> WHAT NEEDS TO BE DONE
Extract every line from the records below that contains the word "drop".

> MATERIAL FOR THE TASK

▬▬▬▬▬▬▬▬▬▬

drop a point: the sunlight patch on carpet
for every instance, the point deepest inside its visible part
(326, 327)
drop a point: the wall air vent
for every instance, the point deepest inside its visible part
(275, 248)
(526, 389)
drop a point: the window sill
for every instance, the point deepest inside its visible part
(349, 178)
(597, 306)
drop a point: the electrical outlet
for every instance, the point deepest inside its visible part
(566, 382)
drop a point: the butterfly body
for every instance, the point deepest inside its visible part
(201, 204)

▬▬▬▬▬▬▬▬▬▬

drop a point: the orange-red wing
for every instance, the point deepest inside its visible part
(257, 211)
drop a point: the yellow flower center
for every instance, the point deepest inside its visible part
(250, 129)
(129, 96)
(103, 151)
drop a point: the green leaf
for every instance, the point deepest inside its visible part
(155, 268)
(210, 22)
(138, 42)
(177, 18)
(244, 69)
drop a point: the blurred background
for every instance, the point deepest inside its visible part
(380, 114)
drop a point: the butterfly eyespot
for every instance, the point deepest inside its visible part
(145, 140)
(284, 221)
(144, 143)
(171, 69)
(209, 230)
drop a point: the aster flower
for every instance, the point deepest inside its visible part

▬▬▬▬▬▬▬▬▬▬

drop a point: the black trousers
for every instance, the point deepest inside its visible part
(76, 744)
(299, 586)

▬▬▬▬▬▬▬▬▬▬

> OUTPUT OF THE TASK
drop a point: the sunlight patch on carpet
drop a point: the wall air vent
drop a point: the window sill
drop a point: the electrical outlet
drop a point: the butterfly body
drop a point: the orange-red wing
drop a point: the yellow flower center
drop a point: the green leaf
drop a point: the blurred background
drop a point: the butterfly eyespot
drop a point: the aster flower
drop a point: the black trousers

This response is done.